• **WHAT NEEDS TO BE DONE**
Omit all pictures and give the records below again exactly as written.

• **DATA FOR THIS TASK**
--- Begin ---

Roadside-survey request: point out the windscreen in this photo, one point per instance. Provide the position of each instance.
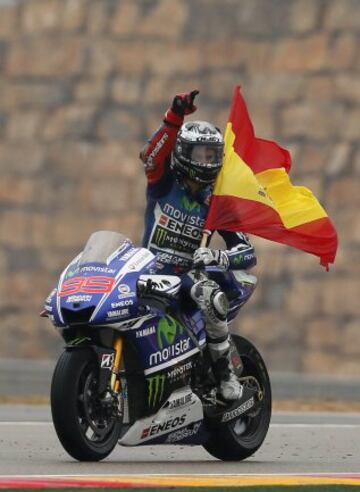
(101, 245)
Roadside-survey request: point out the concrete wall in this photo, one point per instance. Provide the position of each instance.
(83, 83)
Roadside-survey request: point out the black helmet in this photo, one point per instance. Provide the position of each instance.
(198, 151)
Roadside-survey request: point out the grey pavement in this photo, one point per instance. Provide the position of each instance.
(296, 443)
(21, 377)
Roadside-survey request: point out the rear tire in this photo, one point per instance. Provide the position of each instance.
(241, 438)
(87, 429)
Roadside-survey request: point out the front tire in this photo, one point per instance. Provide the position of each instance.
(242, 437)
(87, 427)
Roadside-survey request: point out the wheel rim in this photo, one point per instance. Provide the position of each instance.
(96, 420)
(248, 428)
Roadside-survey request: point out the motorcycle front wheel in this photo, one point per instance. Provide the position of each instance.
(85, 422)
(242, 437)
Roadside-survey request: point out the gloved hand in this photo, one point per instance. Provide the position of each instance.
(207, 256)
(184, 103)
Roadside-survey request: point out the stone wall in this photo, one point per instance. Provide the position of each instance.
(84, 82)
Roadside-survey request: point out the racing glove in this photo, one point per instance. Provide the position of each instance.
(210, 257)
(182, 105)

--- End ---

• **SOLVED PROBLEM**
Roadside-survey request: point out the windscreen in this photo, one point per instance. Provide the position of each instance.
(101, 245)
Roadside-survey request: point out the concrete wall in this photo, one point per instance. Provide the position of each instance.
(83, 83)
Roadside-survey request: point out the black helmet in this photo, one point per instance. Provide the position of each instance.
(198, 151)
Roadside-survey request: point out the grey pavement in this photo, one point per instance. Provide the position of each instance.
(296, 443)
(21, 377)
Roadside-survey request: point out the rear tire in this photo, one point per instance. Provide the position of each instance.
(241, 438)
(87, 429)
Roadside-survey request: point out the front tire in this photo, one point per instance. Provide the position of each instance.
(242, 437)
(87, 427)
Roadside-survey request: point out the wheel rim in this photo, one point per instance. Provide the position of each instance.
(96, 420)
(248, 428)
Roadside-survey request: point out the motorcycle front wheel in this photo, one point per instance. Provide the position of each instance.
(85, 422)
(242, 437)
Roadside-survey request: point out the gloved hand in this photo, one point per instance. Provide the position of each instance.
(207, 256)
(184, 103)
Roadside-survey request: point out the stone wall in this photo, one point per instance. Provide the position of each instance.
(84, 82)
Roadside-survey request: point out the racing glove in this photo, one point per instance. Provide the position of each instance.
(210, 257)
(182, 105)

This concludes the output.